▶ [Recorded information]:
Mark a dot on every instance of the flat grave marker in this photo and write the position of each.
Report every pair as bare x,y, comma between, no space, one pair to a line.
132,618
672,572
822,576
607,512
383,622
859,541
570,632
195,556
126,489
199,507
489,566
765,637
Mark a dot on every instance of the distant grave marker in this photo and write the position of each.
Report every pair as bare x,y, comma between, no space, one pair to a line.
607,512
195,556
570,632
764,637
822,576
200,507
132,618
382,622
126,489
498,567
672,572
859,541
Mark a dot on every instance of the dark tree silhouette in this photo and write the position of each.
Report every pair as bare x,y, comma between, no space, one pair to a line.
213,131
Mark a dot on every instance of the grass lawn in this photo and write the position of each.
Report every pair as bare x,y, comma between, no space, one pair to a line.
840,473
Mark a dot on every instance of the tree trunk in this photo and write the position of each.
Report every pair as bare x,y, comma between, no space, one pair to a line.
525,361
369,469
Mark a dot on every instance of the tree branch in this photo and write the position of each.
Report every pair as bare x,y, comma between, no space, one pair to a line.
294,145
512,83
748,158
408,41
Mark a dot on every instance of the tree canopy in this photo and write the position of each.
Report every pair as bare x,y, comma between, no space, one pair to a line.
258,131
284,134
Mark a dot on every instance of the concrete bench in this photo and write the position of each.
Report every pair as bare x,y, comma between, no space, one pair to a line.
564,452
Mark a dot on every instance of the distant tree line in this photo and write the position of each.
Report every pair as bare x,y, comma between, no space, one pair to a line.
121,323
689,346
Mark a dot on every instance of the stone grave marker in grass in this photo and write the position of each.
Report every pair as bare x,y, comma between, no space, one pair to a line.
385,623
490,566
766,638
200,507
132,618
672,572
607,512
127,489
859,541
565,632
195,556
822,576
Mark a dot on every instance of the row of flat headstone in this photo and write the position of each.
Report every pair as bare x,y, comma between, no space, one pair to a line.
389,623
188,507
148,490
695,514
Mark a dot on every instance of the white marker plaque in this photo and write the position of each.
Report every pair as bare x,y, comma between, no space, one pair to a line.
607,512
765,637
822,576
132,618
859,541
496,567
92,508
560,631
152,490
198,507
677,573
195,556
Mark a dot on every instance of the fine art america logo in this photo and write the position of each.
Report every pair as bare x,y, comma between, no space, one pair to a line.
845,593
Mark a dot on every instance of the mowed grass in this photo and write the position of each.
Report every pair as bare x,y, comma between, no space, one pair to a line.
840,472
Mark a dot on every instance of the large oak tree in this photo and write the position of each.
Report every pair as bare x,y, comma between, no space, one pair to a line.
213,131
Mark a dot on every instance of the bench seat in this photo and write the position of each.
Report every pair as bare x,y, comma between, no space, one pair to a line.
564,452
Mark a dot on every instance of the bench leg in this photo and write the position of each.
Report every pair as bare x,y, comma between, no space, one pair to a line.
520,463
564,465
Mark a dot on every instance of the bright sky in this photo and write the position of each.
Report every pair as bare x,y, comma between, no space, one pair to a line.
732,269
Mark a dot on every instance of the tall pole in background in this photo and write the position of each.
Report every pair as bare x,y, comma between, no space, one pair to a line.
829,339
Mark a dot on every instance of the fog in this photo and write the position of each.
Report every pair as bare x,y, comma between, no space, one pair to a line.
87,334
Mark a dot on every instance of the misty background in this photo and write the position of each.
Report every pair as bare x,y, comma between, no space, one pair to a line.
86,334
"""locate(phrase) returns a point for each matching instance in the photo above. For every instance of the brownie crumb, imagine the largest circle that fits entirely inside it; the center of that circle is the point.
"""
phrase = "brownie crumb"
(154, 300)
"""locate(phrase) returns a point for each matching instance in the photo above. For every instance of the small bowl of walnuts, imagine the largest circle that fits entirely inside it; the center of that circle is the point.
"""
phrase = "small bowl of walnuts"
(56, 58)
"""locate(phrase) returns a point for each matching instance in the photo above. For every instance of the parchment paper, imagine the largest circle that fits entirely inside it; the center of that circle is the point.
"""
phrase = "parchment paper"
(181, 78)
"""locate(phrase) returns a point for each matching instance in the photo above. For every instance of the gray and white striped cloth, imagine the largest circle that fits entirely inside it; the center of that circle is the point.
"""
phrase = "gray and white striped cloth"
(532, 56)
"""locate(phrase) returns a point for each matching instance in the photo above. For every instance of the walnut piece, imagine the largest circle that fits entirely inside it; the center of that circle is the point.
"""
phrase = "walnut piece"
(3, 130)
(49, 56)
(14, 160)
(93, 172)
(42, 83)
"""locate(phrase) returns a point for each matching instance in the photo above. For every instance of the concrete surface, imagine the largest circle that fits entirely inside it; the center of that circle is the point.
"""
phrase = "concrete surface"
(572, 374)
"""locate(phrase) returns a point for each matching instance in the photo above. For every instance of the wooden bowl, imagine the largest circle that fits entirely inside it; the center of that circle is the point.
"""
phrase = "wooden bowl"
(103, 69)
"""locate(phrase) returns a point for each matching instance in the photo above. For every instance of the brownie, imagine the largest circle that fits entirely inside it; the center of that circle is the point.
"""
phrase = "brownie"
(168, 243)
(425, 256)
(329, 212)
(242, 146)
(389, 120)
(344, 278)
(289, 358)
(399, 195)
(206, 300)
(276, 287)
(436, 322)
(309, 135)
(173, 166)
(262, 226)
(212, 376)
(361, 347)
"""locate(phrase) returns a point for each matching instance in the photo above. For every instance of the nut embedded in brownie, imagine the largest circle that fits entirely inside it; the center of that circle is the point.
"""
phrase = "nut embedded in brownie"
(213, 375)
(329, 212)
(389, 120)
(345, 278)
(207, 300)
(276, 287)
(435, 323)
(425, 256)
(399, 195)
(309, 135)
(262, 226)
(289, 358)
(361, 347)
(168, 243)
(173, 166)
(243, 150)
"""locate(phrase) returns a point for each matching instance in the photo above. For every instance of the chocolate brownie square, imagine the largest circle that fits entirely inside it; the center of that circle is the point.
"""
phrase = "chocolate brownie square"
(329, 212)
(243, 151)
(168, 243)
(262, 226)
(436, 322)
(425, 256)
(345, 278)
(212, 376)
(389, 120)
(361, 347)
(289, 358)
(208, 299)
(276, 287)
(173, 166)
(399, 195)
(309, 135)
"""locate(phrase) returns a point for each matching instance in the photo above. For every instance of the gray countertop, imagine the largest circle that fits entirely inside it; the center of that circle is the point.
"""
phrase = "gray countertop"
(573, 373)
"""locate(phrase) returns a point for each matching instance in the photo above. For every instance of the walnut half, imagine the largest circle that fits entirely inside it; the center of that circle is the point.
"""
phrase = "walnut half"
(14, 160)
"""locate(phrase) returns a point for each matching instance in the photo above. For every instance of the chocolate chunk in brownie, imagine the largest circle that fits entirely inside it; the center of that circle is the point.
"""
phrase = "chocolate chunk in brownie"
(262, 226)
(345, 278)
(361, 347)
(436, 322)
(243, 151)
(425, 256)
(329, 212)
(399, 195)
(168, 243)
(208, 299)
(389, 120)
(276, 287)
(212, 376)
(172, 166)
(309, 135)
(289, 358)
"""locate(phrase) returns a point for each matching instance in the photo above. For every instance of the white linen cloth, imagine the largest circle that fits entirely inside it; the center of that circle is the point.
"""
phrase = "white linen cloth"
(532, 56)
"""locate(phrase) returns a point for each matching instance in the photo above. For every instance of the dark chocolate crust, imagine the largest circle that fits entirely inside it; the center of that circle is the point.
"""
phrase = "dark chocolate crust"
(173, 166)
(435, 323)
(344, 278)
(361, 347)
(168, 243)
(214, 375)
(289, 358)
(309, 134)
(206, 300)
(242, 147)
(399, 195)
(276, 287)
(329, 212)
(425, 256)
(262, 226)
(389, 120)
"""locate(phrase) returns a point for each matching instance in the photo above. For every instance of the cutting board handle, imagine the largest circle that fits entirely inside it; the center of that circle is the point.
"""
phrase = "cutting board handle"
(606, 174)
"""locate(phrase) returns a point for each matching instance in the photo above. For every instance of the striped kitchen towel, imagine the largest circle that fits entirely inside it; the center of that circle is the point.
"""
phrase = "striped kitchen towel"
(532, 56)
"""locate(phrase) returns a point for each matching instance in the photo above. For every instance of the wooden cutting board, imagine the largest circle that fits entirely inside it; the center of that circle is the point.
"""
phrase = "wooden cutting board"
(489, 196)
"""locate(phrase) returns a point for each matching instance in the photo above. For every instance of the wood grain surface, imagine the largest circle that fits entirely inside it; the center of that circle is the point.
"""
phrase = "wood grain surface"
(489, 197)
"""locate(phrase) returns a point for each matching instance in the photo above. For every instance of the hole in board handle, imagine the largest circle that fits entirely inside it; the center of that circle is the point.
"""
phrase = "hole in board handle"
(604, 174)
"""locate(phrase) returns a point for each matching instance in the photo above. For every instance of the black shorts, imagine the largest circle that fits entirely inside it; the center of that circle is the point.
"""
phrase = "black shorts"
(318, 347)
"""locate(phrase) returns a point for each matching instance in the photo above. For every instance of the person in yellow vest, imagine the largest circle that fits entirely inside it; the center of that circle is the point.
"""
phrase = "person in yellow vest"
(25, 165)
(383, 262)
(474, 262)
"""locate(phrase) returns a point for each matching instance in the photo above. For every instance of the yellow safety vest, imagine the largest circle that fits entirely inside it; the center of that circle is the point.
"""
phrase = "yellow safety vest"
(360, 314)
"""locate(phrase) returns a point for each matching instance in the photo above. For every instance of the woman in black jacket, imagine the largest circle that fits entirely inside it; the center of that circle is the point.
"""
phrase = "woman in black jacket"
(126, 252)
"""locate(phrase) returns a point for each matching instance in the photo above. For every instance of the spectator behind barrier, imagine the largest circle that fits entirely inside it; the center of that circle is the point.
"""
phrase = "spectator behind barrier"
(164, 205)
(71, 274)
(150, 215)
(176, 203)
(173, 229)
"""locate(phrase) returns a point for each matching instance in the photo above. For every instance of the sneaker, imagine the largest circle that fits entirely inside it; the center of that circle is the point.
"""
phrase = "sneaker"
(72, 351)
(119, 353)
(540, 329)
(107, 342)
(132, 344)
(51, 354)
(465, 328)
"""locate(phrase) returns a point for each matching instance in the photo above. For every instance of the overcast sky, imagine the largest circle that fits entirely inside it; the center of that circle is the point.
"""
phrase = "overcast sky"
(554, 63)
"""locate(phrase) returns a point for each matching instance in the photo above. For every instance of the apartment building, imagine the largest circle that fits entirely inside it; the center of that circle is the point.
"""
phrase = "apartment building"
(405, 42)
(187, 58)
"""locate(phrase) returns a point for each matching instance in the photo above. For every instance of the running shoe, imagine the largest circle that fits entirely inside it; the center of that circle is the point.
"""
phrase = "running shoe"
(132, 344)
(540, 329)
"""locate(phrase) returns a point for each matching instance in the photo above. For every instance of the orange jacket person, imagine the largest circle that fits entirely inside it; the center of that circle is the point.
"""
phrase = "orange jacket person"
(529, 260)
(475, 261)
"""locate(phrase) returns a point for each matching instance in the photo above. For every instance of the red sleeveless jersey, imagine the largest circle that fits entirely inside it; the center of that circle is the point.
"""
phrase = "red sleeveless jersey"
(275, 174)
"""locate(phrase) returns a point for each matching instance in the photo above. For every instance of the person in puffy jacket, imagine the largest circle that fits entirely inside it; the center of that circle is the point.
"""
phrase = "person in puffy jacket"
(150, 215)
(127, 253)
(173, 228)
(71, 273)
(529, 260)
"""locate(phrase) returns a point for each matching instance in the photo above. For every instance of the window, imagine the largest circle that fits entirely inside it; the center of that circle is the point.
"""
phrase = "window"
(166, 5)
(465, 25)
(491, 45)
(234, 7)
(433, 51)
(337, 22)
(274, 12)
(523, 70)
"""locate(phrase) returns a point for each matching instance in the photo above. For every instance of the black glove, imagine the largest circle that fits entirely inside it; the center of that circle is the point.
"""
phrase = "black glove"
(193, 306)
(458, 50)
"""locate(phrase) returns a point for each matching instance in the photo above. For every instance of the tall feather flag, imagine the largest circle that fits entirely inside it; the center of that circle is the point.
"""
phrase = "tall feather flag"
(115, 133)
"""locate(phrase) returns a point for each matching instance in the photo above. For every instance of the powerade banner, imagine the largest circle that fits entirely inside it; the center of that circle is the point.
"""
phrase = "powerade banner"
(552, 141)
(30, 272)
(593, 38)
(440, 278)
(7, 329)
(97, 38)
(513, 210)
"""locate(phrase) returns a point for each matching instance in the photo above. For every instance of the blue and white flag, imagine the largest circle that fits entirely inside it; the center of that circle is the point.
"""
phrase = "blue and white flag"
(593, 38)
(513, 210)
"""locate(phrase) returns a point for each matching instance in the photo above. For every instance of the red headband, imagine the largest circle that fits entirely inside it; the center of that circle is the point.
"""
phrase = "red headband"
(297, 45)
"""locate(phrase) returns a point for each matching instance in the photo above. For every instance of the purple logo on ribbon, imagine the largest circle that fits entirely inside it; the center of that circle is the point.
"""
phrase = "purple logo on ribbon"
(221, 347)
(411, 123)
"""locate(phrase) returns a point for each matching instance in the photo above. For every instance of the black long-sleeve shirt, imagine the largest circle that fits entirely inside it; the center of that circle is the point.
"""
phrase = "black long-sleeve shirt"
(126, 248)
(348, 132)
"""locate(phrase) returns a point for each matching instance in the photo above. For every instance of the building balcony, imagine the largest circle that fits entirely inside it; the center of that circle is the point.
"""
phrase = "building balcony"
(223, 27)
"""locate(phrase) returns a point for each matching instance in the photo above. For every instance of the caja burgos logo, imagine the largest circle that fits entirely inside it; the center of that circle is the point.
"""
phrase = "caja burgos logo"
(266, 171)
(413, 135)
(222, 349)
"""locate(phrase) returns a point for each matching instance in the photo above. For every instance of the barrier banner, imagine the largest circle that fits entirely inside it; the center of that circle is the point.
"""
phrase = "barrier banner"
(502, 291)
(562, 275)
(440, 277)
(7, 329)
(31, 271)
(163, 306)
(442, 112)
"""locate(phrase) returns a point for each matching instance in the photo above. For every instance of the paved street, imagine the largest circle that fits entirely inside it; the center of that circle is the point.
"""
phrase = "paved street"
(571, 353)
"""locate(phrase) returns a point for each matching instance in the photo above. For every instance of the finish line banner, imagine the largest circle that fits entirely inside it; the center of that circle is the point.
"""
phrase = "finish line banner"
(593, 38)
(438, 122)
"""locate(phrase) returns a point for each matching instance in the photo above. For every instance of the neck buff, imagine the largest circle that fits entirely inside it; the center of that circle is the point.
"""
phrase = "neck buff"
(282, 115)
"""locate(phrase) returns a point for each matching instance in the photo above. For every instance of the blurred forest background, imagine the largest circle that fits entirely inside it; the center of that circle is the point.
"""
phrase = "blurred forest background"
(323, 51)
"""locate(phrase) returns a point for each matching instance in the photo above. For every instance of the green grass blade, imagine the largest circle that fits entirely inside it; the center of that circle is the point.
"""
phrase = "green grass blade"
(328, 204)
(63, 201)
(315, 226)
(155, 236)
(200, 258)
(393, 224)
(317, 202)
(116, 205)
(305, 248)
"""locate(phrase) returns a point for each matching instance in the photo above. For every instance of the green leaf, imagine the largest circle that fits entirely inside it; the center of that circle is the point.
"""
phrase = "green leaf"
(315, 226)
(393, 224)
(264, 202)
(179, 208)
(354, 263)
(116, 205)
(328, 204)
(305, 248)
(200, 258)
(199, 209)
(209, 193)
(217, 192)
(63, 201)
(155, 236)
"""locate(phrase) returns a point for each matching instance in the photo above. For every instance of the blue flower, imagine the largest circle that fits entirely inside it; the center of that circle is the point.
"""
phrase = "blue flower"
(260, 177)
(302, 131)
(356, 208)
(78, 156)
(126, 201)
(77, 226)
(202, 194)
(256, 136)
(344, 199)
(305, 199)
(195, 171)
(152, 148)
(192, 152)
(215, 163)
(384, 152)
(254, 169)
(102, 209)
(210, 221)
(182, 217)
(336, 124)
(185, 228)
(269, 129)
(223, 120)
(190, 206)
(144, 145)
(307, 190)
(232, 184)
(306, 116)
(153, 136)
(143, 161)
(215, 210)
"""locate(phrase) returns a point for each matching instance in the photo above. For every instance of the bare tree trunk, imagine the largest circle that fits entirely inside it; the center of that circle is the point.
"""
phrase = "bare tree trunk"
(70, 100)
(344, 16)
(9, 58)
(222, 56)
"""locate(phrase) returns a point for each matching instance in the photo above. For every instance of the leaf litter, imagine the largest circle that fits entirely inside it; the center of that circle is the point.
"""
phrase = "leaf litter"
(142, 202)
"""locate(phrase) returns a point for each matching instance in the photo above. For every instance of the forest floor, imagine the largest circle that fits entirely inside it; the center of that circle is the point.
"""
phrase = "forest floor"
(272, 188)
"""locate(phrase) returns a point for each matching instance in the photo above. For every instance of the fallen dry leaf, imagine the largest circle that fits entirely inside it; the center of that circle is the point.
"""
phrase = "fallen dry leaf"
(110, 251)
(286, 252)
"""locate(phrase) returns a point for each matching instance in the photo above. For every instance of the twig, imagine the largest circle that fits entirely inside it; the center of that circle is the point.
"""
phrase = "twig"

▶ [Try it]:
Go through the listing and copy each line that includes the string "twig".

▶ [Response to the exercise]:
"""locate(phrase) returns a point for each matching instance in the photo above. For every instance of the twig, imagine the largest circle that fits entirely inside it; the center of that circle is the point.
phrase = "twig"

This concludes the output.